▶ [AIM]: Gather and copy out every line in the records below that contains the word "gloves". Case counts, so match only lines with that exact capitalization.

## BEGIN PROVIDED INFORMATION

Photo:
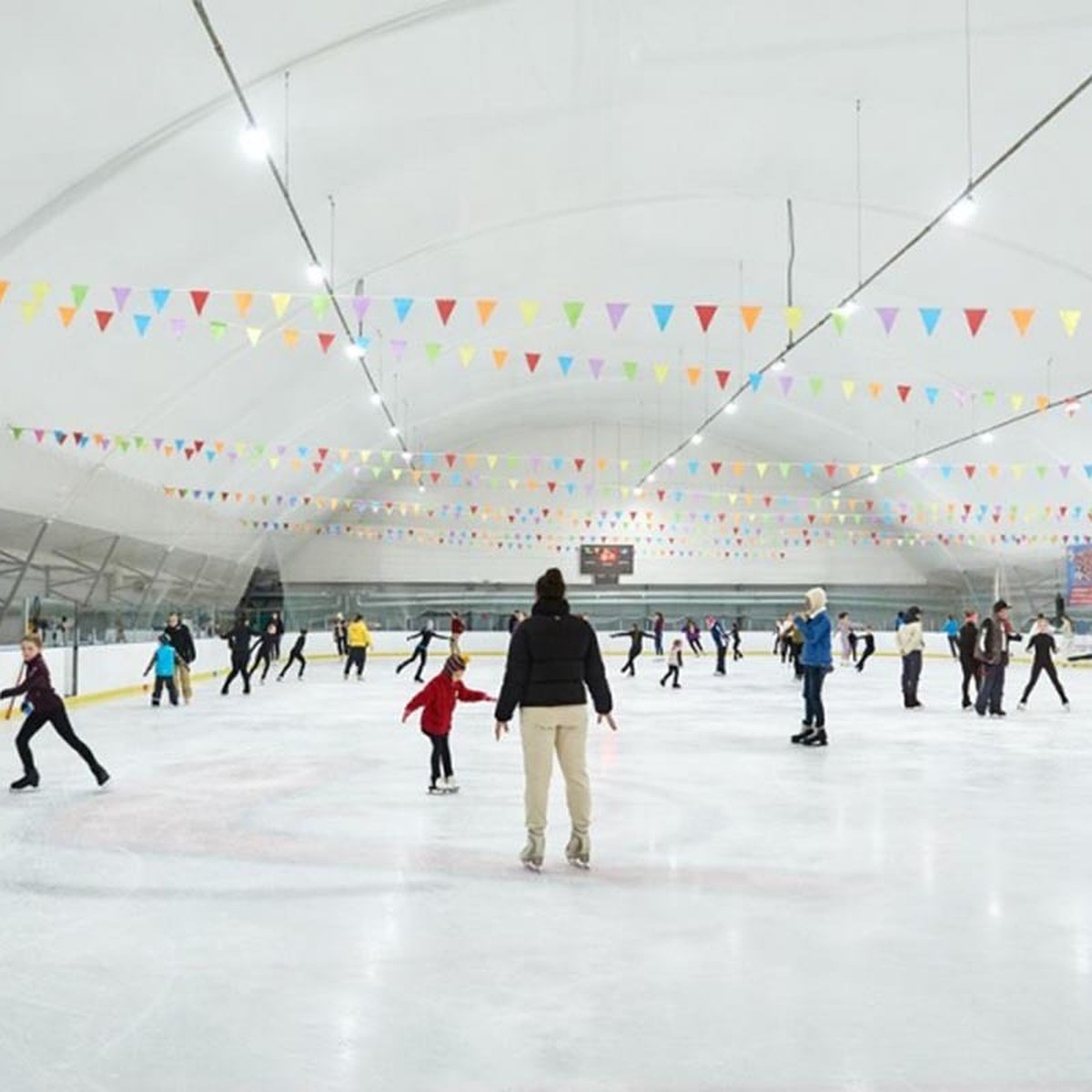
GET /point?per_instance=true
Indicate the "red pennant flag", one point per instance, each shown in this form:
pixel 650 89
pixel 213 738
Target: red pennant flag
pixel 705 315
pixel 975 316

## END PROVIDED INFORMATION
## BEGIN PROVIDED INFORMATION

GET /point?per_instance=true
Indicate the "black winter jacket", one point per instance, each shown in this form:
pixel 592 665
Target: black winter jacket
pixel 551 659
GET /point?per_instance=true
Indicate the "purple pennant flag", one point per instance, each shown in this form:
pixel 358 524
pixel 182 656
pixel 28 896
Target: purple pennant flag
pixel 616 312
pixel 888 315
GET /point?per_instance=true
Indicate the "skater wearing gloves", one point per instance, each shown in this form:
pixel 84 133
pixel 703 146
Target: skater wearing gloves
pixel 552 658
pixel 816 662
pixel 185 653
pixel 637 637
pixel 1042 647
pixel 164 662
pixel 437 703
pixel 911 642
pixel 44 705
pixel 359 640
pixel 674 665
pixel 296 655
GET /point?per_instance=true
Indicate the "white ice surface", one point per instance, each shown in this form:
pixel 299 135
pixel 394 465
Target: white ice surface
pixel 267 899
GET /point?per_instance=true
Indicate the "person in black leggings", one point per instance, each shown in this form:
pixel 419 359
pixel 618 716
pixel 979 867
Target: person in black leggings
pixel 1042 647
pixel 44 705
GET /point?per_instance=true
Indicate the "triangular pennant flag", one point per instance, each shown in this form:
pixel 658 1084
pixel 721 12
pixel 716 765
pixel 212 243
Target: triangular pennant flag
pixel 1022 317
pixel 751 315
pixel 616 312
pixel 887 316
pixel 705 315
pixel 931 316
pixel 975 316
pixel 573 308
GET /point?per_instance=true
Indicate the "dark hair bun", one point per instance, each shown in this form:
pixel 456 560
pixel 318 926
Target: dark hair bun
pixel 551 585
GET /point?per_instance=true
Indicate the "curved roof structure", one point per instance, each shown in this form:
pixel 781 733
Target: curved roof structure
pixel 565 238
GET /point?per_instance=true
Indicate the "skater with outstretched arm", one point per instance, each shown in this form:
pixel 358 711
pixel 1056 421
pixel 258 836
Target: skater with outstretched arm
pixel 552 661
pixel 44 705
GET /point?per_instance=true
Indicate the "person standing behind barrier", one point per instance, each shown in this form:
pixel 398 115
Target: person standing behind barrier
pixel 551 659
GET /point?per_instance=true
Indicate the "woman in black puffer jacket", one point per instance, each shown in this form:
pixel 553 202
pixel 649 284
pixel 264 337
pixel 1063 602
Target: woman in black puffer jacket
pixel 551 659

## END PROVIDED INFORMATION

▶ [EXPECTED ANSWER]:
Indicate the "skater wearing gloves", one point per instance, each shown in this form:
Target: skater wearing gloves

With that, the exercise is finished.